→ **Énoncé**
Reprenez la liste ci-dessous en renommant « sample » en « example » partout où il figure, sans rien modifier d'autre, s'il vous plaît.

[Entrées de données recueillies]
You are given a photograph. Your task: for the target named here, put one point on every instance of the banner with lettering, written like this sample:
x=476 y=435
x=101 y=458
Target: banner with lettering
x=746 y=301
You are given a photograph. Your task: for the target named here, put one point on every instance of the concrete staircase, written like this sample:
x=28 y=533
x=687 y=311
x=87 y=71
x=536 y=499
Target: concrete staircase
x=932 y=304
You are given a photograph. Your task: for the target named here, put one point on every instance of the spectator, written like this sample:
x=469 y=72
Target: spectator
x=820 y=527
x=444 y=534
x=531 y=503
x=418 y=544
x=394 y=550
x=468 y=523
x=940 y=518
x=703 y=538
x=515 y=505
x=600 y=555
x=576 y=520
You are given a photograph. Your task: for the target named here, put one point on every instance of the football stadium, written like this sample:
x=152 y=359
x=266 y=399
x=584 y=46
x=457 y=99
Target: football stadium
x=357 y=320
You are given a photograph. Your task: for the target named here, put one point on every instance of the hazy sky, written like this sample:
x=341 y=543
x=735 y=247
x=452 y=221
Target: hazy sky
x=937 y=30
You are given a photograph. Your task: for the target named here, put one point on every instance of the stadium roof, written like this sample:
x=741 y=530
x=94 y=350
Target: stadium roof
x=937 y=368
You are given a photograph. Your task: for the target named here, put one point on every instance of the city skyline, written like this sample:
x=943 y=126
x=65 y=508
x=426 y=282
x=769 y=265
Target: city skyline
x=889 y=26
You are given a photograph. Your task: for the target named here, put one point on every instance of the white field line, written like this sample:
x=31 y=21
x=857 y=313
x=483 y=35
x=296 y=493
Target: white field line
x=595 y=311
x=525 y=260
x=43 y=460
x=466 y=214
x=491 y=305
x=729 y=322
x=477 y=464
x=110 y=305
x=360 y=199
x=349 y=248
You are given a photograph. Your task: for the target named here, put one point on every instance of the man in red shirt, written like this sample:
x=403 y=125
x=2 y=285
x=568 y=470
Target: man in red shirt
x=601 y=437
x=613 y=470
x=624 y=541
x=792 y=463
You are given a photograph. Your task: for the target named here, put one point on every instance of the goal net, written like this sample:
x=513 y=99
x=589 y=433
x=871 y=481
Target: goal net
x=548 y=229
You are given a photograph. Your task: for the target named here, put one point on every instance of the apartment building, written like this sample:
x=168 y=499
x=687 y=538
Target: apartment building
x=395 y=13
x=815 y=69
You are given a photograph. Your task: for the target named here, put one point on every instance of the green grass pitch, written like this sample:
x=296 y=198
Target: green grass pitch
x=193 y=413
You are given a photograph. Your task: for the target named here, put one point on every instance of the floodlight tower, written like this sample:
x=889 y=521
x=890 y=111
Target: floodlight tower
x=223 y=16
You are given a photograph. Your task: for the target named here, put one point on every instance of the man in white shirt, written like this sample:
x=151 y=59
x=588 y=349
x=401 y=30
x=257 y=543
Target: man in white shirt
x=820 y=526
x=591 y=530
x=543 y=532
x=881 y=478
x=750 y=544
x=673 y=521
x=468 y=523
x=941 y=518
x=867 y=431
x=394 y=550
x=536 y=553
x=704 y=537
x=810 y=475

→ **Résultat attendu**
You are given a photograph. Your task: for the target named here, put one point on every instance of the banner with lettering, written like this example:
x=476 y=435
x=101 y=458
Target: banner with lettering
x=746 y=301
You are given a photograph. Your task: for the target named here, put one point on every instance of the concrete staircase, written like this example:
x=28 y=533
x=687 y=311
x=87 y=71
x=536 y=499
Target: concrete staircase
x=932 y=304
You are given a photograph. Your task: for the target named here, put one point on every instance of the spectator, written like this example:
x=469 y=72
Target: spectator
x=820 y=527
x=444 y=534
x=531 y=503
x=418 y=544
x=394 y=550
x=468 y=523
x=940 y=518
x=703 y=538
x=515 y=505
x=600 y=555
x=576 y=520
You are given a photograph. Your task: for the target named here, put one point on every instance of the football stadium, written like this example:
x=152 y=359
x=266 y=399
x=584 y=46
x=457 y=99
Target: football stadium
x=357 y=320
You are given a photograph. Your task: for the target named here, put one point on every instance of the hazy sky, written like this example:
x=341 y=543
x=735 y=247
x=452 y=221
Target: hazy sky
x=937 y=30
You are given a photograph. Your task: for the target named here, put one point on every instance of the stadium roof, written like this example:
x=741 y=530
x=94 y=350
Target: stadium roof
x=937 y=368
You are given a photograph. Your task: for the target named here, put one point on every instance of the city skyline, written like this example:
x=943 y=126
x=65 y=508
x=426 y=282
x=769 y=265
Target: city skyline
x=889 y=26
You are given a photograph. Your task: for the target named here, put one point on every instance of the white field line, written like this example:
x=31 y=21
x=857 y=313
x=483 y=35
x=296 y=493
Target: white field line
x=595 y=311
x=525 y=260
x=43 y=460
x=466 y=214
x=491 y=305
x=729 y=322
x=477 y=464
x=110 y=305
x=360 y=199
x=349 y=248
You are given a photograph. Your task: for the target named here, put one point on every instance of the man in red shirt, written like this example:
x=403 y=125
x=2 y=285
x=568 y=470
Target: man in red shirt
x=601 y=437
x=613 y=470
x=624 y=541
x=792 y=463
You are given a photograph. Your task: for the target named here, put one point on every instance of the goal net, written like this example:
x=513 y=99
x=589 y=433
x=871 y=481
Target: goal net
x=548 y=229
You are given a photograph. Your task: for the target named here, put one point on every instance of the apartment building, written like this example:
x=168 y=499
x=687 y=538
Target: apartment building
x=395 y=13
x=815 y=69
You are given a photograph. Your task: for the target named here, put one point on every instance of the green grass pitch, written like this example:
x=296 y=198
Target: green grass pitch
x=193 y=413
You are given a photograph. Your task: for the target named here, put one point on every instance of the floodlight tower, written like this example:
x=889 y=521
x=890 y=111
Target: floodlight tower
x=223 y=16
You are given a photograph. Your task: for the target named here, put one point on every instance of the man in white shirt, written like this example:
x=151 y=59
x=588 y=349
x=401 y=30
x=257 y=543
Target: man in white shirt
x=820 y=526
x=591 y=530
x=543 y=532
x=881 y=478
x=750 y=544
x=673 y=521
x=468 y=523
x=941 y=518
x=867 y=431
x=394 y=550
x=536 y=553
x=704 y=537
x=810 y=475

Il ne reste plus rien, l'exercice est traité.